## Texte à analyser
Cinq questions à Sibylle Glauser. La psychologue préside le Réseau de travail avec les proches en psychiatrie (NAP), dirige les conseils aux proches des Services psychiatriques universitaires (SPU) de Berne et est membre du Care Team du canton de Berne, qui fournit une aide psychologique d’urgence. Elle évoque avec spectra le travail avec les proches en psychiatrie. Son frère étant atteint de schizophrénie depuis plusieurs années, elle en parle également en tant que personne directement concernée. Elle nous dit à quel point les entretiens avec les proches sont importants – à titre d’anamnèse auprès de tiers – tant pour les patients que pour les proches, qu’ils déchargent et valorisent.

Sibylle Glauser

Bild/Copyright: BAG, Jolanda Heller

Sibylle Glauser

Bild/Copyright: BAG, Jolanda Heller

Quel est le rôle des proches dans le traitement psychiatrique ?

Leur rôle est doublement important. Soulignons, d’une part, qu’environ deux tiers des malades psychiques sont pris en charge par leur famille et leurs proches, qui leur apportent un soutien sous de multiples formes (gestion des tâches quotidiennes, aspects financiers, etc.). Ce sont des prestations que le système de santé n’a pas à fournir, soit autant d’économies qui représentent un enjeu économique important. D’autre part, les entretiens avec les proches sont très instructifs. Ils sont même le seul moyen, pour le médecin, de savoir comment les proches perçoivent le patient et comment celui-ci se débrouille au quotidien. Or, ces informations peuvent aider à mieux comprendre le problème, voire à trouver une solution.

## Liste des enregistrements
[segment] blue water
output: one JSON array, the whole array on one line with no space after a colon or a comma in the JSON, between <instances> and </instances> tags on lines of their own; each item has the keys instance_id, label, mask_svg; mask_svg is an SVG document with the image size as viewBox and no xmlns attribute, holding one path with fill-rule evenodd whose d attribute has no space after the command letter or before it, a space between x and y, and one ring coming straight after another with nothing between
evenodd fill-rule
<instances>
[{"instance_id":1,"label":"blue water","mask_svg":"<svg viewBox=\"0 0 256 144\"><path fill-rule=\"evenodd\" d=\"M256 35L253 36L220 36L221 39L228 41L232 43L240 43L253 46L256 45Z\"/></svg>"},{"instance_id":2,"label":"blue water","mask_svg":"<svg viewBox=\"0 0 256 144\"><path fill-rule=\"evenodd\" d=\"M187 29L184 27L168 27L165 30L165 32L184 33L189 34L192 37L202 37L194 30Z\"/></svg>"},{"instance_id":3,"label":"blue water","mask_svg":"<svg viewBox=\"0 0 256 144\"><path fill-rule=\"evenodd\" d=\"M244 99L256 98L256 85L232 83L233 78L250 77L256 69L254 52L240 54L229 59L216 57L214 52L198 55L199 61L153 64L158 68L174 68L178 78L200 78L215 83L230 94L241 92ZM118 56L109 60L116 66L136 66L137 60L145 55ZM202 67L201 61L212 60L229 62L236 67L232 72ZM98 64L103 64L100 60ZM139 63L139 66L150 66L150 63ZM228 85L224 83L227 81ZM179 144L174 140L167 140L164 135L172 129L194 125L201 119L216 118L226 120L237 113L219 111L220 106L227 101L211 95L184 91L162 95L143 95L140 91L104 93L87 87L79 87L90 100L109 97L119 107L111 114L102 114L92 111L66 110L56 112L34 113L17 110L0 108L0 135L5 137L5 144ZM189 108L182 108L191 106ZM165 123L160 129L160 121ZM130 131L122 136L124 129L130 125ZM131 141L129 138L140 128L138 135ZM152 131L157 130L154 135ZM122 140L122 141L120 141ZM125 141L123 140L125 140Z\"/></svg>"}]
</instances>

## Objectif de travail
Répondez à ces questions à l'aide du texte sur le travail avec les proches en psychiatrie :
1. De quelle maladie le frère de Sibylle Glauser est-il atteint ?
2. Quelle part des malades psychiques est prise en charge par leur famille et leurs proches ?
3. Quelle entité du canton de Berne fournit une aide psychologique d'urgence ?
Les enregistrements forment un matériau distinct du texte.

## Réponse rédigée
1. Le frère de Sibylle Glauser est atteint de schizophrénie depuis plusieurs années.
2. Environ deux tiers des malades psychiques sont pris en charge par leur famille et leurs proches.
3. Le Care Team du canton de Berne fournit une aide psychologique d'urgence.